- _SHORT PROBLEM 1_
In the cpuset patch excerpt, which function was renamed to cpuset_scan_tasks() in v3?

- _DOCUMENT SEGMENT_
____________________

Suggested-by: Michal Hocko <mhocko@...e.com>
Cc: <cgroups@...r.kernel.org>
Cc: <linux-mm@...ck.org>
Cc: <rientjes@...gle.com>
Cc: Waiman Long <longman@...hat.com>
Cc: Zefan Li <lizefan.x@...edance.com>
Signed-off-by: Gang Li <ligang.bdlg@...edance.com>
---
Changes in v4:
- Modify comments and documentation.

Changes in v3:
- https://lore.kernel.org/all/20230410025056.22103-1-ligang.bdlg@bytedance.com/
- Provide more details about the use case, testing, implementation.
- Document the userspace visible change in Documentation.
- Rename cpuset_cgroup_scan_tasks() to cpuset_scan_tasks() and add
  a doctext comment about its purpose and how it should be used.
- Take cpuset_rwsem to ensure that cpusets are stable.

Changes in v2:
- https://lore.kernel.org/all/20230404115509.14299-1-ligang.bdlg@bytedance.com/
- Select victim from all cpusets with the same mems_allowed as the current cpuset.

v1:
- https://lore.kernel.org/all/20220921064710.89663-1-ligang.bdlg@bytedance.com/
- Introduce cpuset oom.
---
 .../admin-guide/cgroup-v1/cpusets.rst         | 16 ++++++-
 Documentation/admin-guide/cgroup-v2.rst       |  4 ++
 include/linux/cpuset.h                        |  6 +++
 kernel/cgroup/cpuset.c                        | 43 +++++++++++++++++++
 mm/oom_kill.c                                 |  4 ++
 5 files changed, 71 insertions(+), 2 deletions(-)

diff --git a/Documentation/admin-guide/cgroup-v1/cpusets.rst b/Documentation/admin-guide/cgroup-v1/cpusets.rst
index 5d844ed4df69..51ffdc0eb167 100644
--- a/Documentation/admin-guide/cgroup-v1/cpusets.rst
+++ b/Documentation/admin-guide/cgroup-v1/cpusets.rst
@@ -25,7 +25,8 @@ Written by Simon.Derr@...l.net
      1.6 What is memory spread ?
      1.7 What is sched_load_balance ?

____________________

- _DATASET ENTRIES_
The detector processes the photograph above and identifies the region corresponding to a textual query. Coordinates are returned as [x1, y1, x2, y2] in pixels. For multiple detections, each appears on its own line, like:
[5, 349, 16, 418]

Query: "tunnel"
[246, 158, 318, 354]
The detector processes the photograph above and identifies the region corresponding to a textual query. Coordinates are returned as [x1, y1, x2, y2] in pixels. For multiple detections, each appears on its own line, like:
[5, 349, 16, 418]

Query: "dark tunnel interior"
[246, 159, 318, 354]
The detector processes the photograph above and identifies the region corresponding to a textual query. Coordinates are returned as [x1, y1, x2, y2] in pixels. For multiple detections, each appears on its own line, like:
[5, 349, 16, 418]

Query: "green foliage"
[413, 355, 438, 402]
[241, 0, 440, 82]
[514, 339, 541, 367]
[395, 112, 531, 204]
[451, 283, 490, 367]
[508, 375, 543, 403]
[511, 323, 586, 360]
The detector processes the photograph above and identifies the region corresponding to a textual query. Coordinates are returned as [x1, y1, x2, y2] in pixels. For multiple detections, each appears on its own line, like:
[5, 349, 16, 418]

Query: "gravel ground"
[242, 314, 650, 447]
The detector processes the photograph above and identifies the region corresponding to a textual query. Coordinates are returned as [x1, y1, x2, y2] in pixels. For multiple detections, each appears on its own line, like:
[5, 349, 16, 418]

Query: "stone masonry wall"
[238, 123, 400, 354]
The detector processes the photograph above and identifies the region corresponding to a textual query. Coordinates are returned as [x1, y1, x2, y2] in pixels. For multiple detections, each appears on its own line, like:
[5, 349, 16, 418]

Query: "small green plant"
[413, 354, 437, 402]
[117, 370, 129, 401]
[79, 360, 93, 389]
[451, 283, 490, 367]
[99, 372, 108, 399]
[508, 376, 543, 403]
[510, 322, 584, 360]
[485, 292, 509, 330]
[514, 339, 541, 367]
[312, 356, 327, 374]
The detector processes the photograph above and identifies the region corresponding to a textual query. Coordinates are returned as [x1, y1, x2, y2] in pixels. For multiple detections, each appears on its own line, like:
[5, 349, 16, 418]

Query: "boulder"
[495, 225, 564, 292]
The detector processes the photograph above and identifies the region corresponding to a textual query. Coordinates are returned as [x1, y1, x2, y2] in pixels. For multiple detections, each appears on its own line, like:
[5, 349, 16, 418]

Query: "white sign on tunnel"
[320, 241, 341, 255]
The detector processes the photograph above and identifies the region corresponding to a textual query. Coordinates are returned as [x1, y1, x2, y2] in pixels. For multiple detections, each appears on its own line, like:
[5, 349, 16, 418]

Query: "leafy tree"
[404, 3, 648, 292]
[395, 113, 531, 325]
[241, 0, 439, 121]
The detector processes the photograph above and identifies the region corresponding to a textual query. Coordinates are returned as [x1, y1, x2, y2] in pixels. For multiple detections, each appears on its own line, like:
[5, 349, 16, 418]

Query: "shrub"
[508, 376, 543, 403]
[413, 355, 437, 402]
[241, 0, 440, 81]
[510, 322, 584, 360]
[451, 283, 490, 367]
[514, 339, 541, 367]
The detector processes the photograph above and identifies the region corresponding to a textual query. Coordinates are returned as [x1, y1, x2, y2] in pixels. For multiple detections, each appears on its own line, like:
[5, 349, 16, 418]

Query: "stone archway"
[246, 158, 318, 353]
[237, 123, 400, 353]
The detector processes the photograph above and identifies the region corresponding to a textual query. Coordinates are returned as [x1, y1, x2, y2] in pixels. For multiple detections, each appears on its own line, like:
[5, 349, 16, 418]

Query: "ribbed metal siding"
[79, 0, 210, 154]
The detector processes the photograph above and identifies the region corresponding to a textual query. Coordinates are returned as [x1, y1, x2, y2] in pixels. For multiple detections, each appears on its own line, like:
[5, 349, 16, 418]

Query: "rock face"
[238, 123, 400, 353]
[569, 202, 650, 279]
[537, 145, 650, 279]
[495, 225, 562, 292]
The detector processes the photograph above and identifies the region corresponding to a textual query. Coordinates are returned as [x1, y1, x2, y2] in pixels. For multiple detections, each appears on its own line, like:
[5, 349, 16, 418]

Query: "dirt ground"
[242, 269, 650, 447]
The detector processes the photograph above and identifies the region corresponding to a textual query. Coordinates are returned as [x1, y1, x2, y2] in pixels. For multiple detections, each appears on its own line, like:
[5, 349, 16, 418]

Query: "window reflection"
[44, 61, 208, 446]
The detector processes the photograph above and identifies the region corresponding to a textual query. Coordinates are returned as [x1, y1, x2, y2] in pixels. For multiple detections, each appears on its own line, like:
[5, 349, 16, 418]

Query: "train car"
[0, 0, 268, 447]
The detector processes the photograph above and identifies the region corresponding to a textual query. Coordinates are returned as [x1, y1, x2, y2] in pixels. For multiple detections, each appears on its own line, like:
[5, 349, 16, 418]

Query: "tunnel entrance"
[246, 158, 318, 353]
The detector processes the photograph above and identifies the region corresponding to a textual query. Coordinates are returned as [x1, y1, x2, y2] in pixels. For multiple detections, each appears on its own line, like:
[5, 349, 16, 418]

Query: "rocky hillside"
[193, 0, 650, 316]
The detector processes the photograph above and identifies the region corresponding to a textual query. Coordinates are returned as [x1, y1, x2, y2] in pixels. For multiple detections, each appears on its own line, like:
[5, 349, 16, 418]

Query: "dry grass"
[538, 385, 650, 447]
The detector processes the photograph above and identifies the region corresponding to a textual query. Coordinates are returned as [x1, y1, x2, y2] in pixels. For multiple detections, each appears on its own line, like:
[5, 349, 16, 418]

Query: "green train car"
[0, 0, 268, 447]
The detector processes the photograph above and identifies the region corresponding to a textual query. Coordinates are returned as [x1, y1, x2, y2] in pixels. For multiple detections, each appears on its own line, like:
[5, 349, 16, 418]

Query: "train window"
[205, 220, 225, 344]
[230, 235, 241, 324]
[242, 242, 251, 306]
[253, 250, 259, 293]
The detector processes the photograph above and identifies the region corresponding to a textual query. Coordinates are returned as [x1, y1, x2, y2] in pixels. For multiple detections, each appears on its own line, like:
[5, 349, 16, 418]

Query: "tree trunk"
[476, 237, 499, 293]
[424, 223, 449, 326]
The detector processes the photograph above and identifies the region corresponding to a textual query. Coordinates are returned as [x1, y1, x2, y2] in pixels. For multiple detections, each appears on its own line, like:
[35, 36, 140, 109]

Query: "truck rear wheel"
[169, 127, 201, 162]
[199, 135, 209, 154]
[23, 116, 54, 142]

____________________

- _SHORT PROBLEM 2_
Give the records again from their first line through the line containing "[246, 159, 318, 354]", inclusive, with "region" replaced by "area" and everything else unchanged. Return only those lines.

- _WRITTEN SOLUTION 1_
cpuset_cgroup_scan_tasks()

- _WRITTEN SOLUTION 2_
The detector processes the photograph above and identifies the area corresponding to a textual query. Coordinates are returned as [x1, y1, x2, y2] in pixels. For multiple detections, each appears on its own line, like:
[5, 349, 16, 418]

Query: "tunnel"
[246, 158, 318, 354]
The detector processes the photograph above and identifies the area corresponding to a textual query. Coordinates are returned as [x1, y1, x2, y2] in pixels. For multiple detections, each appears on its own line, like:
[5, 349, 16, 418]

Query: "dark tunnel interior"
[246, 159, 318, 354]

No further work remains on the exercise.